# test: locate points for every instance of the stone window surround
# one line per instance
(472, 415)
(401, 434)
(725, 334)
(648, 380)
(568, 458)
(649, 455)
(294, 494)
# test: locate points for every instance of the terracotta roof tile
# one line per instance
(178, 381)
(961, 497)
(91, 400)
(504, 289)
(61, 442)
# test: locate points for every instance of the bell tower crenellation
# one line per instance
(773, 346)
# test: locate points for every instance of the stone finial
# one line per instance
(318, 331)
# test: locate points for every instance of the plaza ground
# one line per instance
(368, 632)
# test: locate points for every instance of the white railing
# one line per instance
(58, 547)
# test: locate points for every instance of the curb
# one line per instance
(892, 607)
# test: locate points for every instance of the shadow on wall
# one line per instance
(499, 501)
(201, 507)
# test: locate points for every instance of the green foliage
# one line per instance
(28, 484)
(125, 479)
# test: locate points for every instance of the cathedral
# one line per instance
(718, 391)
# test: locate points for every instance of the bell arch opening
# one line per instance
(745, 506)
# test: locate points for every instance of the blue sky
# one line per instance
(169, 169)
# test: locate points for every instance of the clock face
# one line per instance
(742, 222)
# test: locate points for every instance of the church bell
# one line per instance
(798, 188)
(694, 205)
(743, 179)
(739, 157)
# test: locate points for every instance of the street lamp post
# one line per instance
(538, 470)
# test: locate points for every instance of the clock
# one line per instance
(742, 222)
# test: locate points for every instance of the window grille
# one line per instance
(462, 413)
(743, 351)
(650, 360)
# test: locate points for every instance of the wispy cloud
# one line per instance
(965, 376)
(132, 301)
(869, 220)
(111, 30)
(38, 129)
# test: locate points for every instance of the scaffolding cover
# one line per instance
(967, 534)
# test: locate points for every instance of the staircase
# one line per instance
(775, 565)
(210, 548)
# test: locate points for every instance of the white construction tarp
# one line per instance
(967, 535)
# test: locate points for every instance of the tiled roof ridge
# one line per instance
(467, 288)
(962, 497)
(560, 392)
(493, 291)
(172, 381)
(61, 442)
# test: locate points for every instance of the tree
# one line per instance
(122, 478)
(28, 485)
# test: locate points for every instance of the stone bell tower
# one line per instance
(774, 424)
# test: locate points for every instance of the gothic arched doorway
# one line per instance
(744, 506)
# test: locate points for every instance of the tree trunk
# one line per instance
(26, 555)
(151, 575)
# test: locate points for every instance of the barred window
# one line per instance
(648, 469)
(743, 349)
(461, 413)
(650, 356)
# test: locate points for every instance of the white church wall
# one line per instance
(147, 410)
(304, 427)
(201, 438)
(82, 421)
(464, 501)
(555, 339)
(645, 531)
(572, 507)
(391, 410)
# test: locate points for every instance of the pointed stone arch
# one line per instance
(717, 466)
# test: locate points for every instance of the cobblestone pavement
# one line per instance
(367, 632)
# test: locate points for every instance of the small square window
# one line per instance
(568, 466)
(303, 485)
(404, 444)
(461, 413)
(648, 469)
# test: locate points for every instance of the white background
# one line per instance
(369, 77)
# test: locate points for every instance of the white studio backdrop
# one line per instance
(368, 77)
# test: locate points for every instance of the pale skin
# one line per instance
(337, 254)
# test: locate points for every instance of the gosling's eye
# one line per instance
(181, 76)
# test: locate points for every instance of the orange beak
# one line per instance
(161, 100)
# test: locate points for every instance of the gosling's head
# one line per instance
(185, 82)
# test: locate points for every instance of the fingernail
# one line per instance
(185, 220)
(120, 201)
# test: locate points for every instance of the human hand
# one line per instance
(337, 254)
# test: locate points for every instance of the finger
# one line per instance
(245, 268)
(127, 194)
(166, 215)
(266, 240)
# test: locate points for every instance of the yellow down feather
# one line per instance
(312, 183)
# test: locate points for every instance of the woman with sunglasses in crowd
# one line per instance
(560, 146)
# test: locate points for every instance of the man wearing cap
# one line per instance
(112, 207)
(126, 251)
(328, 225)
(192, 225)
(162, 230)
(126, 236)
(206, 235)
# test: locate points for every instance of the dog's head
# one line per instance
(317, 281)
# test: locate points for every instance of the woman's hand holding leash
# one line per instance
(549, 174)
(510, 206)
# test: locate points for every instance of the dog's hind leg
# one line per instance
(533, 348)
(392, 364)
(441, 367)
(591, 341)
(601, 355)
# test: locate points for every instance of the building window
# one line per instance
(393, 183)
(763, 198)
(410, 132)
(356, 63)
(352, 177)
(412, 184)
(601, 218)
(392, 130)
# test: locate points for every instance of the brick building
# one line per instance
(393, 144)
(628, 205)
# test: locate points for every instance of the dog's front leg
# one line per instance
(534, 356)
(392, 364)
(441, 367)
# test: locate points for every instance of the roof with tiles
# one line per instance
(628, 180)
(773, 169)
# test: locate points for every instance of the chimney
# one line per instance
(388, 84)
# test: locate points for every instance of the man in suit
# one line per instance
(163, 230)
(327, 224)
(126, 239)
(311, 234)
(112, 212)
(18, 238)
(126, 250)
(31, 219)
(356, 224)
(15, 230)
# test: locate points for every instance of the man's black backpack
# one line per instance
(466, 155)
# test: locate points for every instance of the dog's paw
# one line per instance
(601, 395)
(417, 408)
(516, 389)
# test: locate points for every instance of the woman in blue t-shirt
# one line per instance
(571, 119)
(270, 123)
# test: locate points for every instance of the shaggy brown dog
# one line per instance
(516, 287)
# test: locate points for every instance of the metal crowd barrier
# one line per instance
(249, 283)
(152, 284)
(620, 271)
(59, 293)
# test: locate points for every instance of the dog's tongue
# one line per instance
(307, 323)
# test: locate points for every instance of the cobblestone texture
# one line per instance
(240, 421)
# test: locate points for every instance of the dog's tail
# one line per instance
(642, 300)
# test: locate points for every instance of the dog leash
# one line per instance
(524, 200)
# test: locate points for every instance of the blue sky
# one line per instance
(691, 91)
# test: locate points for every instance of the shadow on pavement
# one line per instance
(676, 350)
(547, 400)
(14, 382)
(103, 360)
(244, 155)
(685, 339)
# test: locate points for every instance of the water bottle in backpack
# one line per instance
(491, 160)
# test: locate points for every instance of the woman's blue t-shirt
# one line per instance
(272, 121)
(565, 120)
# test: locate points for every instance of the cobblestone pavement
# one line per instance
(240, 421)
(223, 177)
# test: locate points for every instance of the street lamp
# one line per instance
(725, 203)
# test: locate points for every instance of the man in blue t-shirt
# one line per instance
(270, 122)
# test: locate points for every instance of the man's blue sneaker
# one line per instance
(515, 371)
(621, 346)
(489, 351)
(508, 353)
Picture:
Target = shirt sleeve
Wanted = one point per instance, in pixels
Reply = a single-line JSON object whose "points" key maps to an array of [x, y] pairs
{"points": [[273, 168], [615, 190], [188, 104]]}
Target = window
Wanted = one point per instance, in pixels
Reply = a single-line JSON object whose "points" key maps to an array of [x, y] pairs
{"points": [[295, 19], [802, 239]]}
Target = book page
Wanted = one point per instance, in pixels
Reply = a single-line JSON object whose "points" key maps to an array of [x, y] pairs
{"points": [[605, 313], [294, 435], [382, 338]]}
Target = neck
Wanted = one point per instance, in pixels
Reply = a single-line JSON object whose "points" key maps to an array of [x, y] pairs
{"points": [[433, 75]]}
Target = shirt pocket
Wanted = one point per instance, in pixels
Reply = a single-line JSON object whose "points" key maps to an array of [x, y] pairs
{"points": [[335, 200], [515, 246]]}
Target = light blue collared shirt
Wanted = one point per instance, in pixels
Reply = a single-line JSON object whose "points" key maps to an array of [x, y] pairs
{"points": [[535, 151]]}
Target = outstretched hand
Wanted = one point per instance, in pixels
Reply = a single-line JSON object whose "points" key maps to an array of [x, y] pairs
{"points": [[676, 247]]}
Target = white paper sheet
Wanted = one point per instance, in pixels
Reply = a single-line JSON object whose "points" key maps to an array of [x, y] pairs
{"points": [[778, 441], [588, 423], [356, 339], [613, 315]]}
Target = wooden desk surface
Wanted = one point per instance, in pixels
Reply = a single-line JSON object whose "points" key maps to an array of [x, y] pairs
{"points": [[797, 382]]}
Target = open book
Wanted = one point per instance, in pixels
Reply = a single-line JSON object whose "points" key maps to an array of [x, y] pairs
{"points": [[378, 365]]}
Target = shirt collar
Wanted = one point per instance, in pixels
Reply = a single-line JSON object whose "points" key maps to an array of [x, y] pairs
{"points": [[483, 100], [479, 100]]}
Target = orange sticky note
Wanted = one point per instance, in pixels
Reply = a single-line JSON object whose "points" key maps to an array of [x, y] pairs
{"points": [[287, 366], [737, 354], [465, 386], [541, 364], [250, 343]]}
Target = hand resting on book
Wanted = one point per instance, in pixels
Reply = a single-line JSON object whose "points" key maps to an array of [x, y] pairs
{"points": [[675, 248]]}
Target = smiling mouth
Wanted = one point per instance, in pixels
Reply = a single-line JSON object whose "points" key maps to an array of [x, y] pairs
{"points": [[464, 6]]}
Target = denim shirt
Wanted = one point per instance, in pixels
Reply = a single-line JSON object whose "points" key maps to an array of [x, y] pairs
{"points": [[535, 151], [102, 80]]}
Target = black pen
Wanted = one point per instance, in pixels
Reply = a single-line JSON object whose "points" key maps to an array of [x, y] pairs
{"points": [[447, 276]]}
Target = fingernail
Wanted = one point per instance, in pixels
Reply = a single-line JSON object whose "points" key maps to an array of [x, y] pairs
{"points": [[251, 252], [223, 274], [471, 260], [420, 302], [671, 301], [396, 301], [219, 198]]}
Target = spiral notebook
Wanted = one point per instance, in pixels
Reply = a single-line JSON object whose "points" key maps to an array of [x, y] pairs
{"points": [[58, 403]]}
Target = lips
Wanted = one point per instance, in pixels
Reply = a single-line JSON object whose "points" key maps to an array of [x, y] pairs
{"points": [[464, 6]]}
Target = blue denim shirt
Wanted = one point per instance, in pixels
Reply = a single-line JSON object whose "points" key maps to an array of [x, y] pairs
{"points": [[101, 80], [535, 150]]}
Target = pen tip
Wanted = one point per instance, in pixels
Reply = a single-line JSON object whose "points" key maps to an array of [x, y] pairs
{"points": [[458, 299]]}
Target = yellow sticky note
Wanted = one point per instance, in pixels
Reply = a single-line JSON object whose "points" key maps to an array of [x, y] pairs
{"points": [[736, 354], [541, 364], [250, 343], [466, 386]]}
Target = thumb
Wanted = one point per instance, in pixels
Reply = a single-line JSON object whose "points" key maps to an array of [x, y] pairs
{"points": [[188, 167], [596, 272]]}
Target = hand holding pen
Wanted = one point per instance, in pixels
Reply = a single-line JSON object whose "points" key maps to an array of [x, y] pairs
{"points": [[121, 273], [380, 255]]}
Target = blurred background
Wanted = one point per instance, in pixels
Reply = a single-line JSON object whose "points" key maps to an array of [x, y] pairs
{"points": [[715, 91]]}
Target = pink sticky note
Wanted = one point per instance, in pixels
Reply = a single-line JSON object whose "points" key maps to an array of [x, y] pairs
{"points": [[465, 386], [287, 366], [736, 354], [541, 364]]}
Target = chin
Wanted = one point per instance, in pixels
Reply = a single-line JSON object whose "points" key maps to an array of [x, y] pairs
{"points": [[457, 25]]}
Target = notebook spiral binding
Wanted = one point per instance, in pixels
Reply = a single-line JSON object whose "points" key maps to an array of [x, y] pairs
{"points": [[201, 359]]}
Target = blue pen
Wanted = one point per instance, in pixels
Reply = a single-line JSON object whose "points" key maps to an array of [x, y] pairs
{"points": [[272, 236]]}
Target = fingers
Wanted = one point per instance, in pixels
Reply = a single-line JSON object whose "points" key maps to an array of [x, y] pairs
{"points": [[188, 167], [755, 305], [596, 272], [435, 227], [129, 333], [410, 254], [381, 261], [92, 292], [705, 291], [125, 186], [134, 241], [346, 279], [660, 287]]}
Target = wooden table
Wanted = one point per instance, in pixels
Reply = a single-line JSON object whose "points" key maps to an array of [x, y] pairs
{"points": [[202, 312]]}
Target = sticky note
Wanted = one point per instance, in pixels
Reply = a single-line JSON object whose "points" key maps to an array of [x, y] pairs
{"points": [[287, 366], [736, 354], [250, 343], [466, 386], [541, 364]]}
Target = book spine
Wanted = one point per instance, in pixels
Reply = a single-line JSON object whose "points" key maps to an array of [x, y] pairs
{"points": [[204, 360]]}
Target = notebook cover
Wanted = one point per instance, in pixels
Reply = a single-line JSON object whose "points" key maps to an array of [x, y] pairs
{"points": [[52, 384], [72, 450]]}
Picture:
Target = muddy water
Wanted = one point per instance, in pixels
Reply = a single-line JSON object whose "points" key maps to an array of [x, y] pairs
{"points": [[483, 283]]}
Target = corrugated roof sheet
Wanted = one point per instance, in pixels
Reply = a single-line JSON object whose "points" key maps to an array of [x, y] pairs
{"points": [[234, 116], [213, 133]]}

● EXERCISE DESCRIPTION
Lines from the entries that contain the string "window" are what must be copied.

● THE ANSWER
# test: locate points for every instance of the stone window surround
# test: locate points for every instance of the window grille
# test: locate points for every instance of the barred window
# test: locate points for every instance of the small square window
# test: locate points for every instance of the building window
Target = window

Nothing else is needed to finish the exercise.